Excerto da página >>
————

Sangue. E sorrisos. E lágrimas. E felicidade. Que mistura é esta de estares, que provocam tamanhos sentimentos no meio de uma sala de operações? Estou a filmar pessoas vestidas com batas verdes, toucas brancas, bisturis, luzes, tudo vejo através do ecrã da máquina digital que seguro na mão. Reparo na data no canto inferior direito.

4 de Abril de 2004.

Sorrio com a expectativa da vivência deste dia. Talvez o dia mais feliz da minha vida. A mão treme-me e passado pouco tempo entra no ecrã um pequeno bebé sujo e enrugado, ainda ligado ao seu bebedouro de vida pelo cordão umbilical. O bebé mais bonito que eu já vi, com um choro que ecoa pelo espaço, um choro que precede momentos de muita alegria que irá partilhar com a família e amigos. Saio cheio de emoções daquela sala e abraço o meu primo que me espera lá fora. E mais abraços. E mais beijos. E alegria. Sou pai. Para toda a vida. Olho-a através do vidro e vejo-a crescer lentamente. Vai somando aniversários, vai somando sorrisos atrás de sorrisos. Vai somando felicidade que não se limita a guardar, pelo contrário, distribui por todos os que a amam. É doce e amiga. É um anjo azul que me entra nas veias e adormece por longos períodos as revoltas e as injustiças. É a mulher da minha vida.

————

Registos extraídos:
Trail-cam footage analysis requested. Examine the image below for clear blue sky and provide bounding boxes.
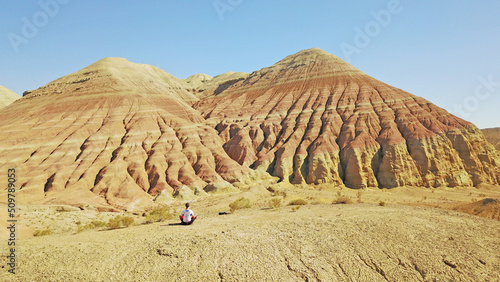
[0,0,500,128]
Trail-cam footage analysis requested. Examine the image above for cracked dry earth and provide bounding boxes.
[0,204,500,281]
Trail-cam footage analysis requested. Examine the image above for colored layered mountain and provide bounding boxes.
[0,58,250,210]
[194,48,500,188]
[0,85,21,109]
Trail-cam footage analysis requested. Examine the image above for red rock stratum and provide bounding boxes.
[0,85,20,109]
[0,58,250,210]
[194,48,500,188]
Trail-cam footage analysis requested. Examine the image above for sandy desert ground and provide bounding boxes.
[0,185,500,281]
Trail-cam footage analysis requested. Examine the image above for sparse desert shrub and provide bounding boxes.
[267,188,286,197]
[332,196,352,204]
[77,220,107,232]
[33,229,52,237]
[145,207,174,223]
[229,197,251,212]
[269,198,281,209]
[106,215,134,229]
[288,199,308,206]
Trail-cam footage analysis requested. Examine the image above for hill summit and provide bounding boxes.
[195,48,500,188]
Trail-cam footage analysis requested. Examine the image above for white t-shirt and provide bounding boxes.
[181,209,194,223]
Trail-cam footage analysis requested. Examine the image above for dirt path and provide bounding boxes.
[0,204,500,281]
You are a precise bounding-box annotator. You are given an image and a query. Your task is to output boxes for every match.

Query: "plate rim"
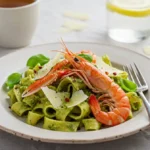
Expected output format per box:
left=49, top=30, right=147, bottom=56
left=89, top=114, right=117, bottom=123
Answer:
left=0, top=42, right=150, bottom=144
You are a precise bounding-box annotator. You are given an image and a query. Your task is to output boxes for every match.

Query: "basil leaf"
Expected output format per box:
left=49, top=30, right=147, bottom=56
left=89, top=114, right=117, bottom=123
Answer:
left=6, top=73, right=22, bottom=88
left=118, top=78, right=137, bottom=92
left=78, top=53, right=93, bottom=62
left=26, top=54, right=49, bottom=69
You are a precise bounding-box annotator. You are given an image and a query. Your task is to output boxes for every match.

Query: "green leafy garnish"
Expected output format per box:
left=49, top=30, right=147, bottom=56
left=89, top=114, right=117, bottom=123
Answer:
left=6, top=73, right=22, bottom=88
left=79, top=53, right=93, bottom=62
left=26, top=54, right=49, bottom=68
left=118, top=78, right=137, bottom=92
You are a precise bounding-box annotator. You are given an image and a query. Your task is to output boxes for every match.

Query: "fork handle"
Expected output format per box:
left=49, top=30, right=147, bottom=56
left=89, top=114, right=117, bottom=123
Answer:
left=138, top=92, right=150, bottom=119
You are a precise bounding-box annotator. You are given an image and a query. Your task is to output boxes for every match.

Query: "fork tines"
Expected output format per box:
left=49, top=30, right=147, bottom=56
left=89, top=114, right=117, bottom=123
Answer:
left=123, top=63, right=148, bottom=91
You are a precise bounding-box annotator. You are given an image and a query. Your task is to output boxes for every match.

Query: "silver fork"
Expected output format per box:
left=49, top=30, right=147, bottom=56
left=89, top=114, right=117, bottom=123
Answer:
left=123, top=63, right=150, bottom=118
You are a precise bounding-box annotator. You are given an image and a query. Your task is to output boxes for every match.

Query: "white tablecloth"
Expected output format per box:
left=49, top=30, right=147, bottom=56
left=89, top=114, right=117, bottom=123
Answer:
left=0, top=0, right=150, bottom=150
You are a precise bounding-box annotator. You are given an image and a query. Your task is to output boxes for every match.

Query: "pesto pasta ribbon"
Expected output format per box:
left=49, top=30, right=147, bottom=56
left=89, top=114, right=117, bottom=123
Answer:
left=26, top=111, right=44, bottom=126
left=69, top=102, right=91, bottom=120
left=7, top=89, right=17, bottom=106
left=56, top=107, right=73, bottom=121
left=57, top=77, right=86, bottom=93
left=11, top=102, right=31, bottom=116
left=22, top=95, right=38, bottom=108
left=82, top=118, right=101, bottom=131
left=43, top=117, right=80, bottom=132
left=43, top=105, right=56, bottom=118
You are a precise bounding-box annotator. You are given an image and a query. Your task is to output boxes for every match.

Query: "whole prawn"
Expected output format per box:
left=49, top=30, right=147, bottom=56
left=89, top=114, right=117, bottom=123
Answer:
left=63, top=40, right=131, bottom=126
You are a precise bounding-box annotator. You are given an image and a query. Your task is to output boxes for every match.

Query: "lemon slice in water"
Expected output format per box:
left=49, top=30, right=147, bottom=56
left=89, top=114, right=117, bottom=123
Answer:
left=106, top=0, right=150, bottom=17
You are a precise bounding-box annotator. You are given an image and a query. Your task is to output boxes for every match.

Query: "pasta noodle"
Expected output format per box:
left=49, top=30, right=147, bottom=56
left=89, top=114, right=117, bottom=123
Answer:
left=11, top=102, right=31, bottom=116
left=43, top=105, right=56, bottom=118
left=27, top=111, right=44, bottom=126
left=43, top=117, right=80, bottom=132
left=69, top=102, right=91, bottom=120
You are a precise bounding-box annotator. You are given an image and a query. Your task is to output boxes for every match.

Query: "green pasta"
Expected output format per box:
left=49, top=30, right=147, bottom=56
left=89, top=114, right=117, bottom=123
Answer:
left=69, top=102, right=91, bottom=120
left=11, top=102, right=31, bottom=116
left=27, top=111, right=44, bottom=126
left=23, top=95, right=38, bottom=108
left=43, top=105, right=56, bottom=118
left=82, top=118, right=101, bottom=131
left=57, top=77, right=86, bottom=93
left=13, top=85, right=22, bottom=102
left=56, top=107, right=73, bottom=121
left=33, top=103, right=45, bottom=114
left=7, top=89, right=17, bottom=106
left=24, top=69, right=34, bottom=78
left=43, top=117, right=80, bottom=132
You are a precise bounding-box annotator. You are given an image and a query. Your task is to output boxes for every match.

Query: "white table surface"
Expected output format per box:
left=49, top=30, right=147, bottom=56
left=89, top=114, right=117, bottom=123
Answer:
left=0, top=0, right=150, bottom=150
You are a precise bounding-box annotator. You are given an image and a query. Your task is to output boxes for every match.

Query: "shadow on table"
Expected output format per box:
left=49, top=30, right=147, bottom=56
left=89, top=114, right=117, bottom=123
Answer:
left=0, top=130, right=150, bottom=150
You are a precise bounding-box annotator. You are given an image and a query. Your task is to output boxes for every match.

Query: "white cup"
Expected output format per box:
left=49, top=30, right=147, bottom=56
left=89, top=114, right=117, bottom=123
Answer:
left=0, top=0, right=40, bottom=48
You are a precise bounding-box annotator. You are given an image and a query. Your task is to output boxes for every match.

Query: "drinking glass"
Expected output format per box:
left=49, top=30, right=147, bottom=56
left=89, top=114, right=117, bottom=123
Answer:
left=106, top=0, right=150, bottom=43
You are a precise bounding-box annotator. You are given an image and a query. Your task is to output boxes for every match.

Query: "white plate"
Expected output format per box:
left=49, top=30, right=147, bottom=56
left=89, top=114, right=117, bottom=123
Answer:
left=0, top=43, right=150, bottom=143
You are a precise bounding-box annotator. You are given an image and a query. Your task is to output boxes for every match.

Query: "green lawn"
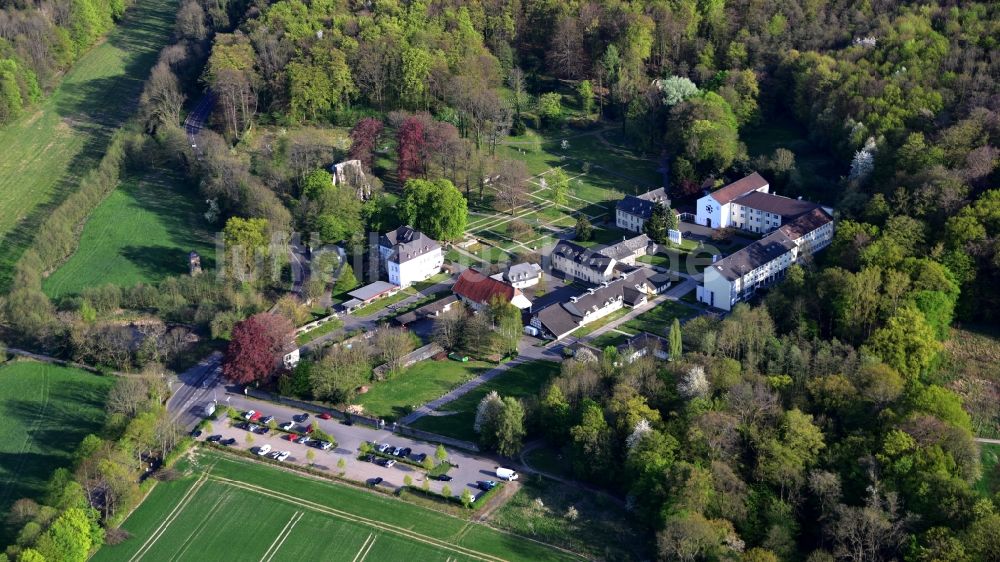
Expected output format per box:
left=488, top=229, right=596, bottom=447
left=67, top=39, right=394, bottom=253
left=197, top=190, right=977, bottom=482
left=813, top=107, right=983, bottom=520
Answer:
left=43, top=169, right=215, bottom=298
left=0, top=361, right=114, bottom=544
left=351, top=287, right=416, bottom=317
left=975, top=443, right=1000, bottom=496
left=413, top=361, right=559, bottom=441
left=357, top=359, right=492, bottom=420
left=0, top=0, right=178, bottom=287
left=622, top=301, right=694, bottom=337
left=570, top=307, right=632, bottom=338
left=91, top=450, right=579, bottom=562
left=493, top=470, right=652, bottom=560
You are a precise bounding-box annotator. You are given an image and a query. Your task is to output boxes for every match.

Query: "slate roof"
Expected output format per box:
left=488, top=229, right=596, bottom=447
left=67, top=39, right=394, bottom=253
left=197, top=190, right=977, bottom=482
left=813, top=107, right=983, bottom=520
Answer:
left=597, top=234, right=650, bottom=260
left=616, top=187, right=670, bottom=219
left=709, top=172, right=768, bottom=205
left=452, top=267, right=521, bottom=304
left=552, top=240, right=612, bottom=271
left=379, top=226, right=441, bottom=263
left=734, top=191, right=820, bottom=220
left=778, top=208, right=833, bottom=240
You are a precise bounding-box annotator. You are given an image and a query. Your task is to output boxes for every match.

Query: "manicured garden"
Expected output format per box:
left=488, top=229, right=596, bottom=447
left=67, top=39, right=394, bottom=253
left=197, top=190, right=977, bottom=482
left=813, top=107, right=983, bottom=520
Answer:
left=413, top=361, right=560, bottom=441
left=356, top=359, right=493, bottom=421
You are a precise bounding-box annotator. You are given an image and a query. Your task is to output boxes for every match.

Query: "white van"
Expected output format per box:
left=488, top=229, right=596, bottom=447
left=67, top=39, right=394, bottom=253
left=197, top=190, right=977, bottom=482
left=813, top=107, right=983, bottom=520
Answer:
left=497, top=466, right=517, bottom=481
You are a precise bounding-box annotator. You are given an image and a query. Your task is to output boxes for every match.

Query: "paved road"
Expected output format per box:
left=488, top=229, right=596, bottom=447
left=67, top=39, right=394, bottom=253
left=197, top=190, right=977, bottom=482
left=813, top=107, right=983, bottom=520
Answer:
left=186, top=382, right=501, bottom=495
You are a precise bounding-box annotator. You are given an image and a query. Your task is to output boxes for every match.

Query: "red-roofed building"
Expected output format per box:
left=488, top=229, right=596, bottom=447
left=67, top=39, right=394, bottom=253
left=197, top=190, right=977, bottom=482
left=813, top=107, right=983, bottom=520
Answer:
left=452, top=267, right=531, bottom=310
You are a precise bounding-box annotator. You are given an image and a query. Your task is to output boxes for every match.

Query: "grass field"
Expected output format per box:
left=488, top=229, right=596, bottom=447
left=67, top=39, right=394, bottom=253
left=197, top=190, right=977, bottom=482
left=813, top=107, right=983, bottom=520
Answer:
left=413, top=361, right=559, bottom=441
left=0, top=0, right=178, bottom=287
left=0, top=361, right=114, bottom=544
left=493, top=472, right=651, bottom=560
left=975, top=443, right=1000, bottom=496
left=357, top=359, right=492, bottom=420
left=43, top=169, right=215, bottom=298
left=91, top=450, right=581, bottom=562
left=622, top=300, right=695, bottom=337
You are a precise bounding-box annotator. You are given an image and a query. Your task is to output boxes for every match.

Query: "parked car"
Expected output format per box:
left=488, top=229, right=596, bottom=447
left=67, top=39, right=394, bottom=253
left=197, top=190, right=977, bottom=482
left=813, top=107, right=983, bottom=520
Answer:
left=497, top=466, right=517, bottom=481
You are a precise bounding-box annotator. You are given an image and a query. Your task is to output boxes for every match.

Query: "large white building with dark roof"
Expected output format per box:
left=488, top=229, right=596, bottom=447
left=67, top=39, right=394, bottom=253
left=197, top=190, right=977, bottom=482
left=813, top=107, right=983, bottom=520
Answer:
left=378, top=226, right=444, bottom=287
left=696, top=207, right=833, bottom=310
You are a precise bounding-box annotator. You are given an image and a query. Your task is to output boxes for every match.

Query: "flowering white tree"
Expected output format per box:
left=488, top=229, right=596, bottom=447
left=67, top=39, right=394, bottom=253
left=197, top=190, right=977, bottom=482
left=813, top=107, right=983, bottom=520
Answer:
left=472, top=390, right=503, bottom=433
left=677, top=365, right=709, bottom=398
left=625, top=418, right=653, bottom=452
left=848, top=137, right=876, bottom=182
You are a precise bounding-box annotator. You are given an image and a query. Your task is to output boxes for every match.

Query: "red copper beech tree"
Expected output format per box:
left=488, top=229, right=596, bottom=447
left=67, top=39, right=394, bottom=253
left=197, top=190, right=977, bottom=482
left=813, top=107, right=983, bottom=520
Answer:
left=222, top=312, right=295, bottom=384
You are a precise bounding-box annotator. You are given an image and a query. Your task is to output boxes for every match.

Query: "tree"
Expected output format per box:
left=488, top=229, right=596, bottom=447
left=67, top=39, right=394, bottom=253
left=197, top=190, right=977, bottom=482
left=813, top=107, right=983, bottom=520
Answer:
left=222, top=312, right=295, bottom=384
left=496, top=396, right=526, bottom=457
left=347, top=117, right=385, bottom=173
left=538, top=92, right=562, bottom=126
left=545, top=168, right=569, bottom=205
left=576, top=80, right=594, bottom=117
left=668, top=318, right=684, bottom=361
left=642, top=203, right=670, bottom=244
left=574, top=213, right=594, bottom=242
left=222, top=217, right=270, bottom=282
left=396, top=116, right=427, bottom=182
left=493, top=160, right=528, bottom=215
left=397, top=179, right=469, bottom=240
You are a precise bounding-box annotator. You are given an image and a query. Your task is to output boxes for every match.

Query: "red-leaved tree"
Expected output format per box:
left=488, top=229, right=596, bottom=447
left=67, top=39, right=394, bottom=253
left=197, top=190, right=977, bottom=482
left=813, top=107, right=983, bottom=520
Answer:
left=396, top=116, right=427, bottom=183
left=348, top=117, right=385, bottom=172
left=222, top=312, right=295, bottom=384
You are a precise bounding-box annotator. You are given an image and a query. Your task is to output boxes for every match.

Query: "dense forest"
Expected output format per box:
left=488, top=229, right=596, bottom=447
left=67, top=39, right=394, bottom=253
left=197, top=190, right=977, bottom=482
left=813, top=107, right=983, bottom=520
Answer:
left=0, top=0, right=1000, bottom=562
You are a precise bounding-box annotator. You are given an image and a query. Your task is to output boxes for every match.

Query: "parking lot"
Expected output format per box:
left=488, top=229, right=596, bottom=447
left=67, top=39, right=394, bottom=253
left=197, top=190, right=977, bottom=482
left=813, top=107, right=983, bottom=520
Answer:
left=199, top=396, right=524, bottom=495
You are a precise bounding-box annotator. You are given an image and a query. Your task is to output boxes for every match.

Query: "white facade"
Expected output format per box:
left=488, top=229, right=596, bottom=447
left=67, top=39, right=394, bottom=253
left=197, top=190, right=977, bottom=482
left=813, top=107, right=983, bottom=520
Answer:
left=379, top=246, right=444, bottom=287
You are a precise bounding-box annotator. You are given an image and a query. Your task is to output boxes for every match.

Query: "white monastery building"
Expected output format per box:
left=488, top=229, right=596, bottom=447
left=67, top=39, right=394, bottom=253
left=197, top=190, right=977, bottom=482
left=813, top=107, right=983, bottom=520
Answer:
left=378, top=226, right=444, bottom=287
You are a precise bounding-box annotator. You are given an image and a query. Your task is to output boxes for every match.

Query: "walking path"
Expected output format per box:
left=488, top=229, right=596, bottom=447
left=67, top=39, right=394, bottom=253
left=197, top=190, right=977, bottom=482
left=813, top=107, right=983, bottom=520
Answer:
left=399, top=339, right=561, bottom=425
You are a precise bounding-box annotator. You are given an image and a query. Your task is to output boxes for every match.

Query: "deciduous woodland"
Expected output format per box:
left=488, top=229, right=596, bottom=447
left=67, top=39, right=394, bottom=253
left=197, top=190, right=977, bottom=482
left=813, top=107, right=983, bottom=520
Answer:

————

As tuas tarefas >>
• 1. Copia, por favor, o trecho do excerto da página que começa em "Sorrio com a" e segue até "mulher da minha vida.".
• 2. Reescreve os registos desde a primeira linha até à linha que contém "[0,85,21,109]", inclusive, trocando "image" por "photo" e mantendo tudo o resto igual. Deixa as imagens de fora.

Respostas às tarefas >>
• 1.
Sorrio com a expectativa da vivência deste dia. Talvez o dia mais feliz da minha vida. A mão treme-me e passado pouco tempo entra no ecrã um pequeno bebé sujo e enrugado, ainda ligado ao seu bebedouro de vida pelo cordão umbilical. O bebé mais bonito que eu já vi, com um choro que ecoa pelo espaço, um choro que precede momentos de muita alegria que irá partilhar com a família e amigos. Saio cheio de emoções daquela sala e abraço o meu primo que me espera lá fora. E mais abraços. E mais beijos. E alegria. Sou pai. Para toda a vida. Olho-a através do vidro e vejo-a crescer lentamente. Vai somando aniversários, vai somando sorrisos atrás de sorrisos. Vai somando felicidade que não se limita a guardar, pelo contrário, distribui por todos os que a amam. É doce e amiga. É um anjo azul que me entra nas veias e adormece por longos períodos as revoltas e as injustiças. É a mulher da minha vida.

• 2.
Trail-cam footage analysis requested. Examine the photo below for clear blue sky and provide bounding boxes.
[0,0,500,128]
Trail-cam footage analysis requested. Examine the photo above for cracked dry earth and provide bounding boxes.
[0,204,500,281]
Trail-cam footage analysis requested. Examine the photo above for colored layered mountain and provide bounding boxes.
[0,58,250,210]
[194,48,500,188]
[0,85,21,109]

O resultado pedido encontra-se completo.